** Text **
Speaker
Description
The formation of a solar type planetary system is characterized by several physical processes that start with the collapse of a cold (≤ 10 K) and dense (≥ 10$^5$cm$^{-3}$) prestellar core into a protostar, a protoplanetary disk and, eventually, a planetary system. These stages are also accompanied by the evolution of the chemical composition (e.g. Caselli & Ceccarelli 2012), which is a powerful diagnostic tool to recover the past and present conditions of a source.
The vast majority of the observations that led the recognition the chemical variety of solar type protostars has been obtained via millimeter wavelengths telescopes, where several relatively light molecules, like the iCOMs or the small carbon chains have their peak of emission. In contrast, the lines of heavy molecules (e.g. chains with more than seven C-atoms) at mm wavelengths are substantially weaker. Their observation could add an important piece of the overall puzzle as they might have a crucial role in the heritage of organic material from the pre- and proto- stellar phase to the objects of the newly formed planetary system, like asteroids and comets (e.g. Mumma & Charnley 2011, McGuire et al. 2019).

** Collected data entries **
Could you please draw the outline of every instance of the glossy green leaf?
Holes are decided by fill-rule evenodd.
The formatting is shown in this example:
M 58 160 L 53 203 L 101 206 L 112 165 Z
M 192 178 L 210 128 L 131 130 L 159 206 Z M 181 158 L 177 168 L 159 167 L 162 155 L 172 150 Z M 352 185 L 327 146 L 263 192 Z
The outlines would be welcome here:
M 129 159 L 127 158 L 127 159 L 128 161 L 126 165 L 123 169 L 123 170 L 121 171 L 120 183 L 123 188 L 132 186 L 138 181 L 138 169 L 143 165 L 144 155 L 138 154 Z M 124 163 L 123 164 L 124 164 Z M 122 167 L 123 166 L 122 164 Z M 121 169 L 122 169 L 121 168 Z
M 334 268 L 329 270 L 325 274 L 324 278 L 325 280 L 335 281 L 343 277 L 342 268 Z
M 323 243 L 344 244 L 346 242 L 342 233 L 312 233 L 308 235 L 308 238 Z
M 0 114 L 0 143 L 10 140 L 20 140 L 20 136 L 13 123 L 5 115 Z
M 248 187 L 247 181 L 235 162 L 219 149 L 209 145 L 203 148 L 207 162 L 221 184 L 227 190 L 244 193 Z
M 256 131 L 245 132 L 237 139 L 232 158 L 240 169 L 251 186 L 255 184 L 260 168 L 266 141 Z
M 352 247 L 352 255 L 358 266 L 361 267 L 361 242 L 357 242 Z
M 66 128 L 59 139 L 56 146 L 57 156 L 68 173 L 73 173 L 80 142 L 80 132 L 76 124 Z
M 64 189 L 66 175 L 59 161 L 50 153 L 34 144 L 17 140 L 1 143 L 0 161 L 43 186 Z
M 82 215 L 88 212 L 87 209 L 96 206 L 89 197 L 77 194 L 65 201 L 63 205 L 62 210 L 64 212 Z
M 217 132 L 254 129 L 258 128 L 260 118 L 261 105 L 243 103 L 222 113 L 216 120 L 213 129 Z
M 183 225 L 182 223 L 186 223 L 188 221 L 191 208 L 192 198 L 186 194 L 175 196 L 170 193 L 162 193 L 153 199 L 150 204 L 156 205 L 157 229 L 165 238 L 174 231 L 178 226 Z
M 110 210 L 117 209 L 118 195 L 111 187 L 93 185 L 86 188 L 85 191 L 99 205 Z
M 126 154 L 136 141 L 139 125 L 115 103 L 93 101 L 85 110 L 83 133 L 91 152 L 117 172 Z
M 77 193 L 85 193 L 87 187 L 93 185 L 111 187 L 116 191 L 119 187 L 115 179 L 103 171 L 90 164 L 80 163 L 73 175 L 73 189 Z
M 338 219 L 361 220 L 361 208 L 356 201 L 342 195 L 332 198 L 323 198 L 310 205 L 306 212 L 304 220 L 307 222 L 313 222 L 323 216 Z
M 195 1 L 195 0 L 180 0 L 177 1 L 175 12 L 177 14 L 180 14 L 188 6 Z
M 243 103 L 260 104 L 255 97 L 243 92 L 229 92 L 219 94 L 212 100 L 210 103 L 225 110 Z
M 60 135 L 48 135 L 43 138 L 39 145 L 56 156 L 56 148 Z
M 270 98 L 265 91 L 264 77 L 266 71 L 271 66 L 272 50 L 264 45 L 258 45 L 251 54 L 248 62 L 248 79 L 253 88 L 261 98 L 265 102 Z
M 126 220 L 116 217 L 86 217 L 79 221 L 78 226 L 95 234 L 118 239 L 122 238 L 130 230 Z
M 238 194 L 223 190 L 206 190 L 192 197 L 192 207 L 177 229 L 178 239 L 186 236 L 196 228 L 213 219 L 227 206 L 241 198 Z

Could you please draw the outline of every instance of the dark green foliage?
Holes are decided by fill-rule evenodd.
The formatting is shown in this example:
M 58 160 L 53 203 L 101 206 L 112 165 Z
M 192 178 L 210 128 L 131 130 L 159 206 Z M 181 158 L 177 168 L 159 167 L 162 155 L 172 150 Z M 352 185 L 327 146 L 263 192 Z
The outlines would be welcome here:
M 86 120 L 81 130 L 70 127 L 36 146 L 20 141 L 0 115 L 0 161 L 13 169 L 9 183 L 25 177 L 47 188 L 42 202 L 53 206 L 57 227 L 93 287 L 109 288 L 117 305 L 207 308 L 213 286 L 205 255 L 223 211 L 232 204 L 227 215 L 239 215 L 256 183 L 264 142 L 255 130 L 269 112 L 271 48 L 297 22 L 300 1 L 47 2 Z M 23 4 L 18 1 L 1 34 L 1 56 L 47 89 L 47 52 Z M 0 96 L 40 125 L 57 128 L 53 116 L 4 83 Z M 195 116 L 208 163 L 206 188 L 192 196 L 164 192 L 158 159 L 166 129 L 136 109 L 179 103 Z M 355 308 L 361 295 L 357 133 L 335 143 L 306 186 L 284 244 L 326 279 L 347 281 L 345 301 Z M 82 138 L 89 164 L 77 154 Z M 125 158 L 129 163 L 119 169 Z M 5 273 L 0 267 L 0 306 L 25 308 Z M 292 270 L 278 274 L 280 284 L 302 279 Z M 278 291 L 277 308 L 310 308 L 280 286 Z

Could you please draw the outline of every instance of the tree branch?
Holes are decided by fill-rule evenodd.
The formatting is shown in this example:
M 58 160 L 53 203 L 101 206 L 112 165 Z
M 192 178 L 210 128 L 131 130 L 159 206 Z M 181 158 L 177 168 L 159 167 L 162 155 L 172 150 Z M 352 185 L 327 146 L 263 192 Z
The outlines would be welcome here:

** Task A **
According to the text, what temperature does the prestellar core have before it collapses?
** Task B **
List every published work the text cites.
** Task C **
Say whether each statement agrees with the text, and quote the words that decide it: (i) At mm wavelengths, the lines of heavy molecules are substantially weaker. (ii) Most of the observations that revealed the chemical variety of solar type protostars came from infrared telescopes. (iii) The iCOMs have their peak of emission at millimeter wavelengths.
Rely only on the text.

** Exercise answer A **
It is cold, at 10 K or less.

** Exercise answer B **
Caselli & Ceccarelli 2012; Mumma & Charnley 2011; McGuire et al. 2019

** Exercise answer C **
(i) Yes: "the lines of heavy molecules (e.g. chains with more than seven C-atoms) at mm wavelengths are substantially weaker"
(ii) No: "has been obtained via millimeter wavelengths telescopes"
(iii) Yes: "several relatively light molecules, like the iCOMs or the small carbon chains have their peak of emission"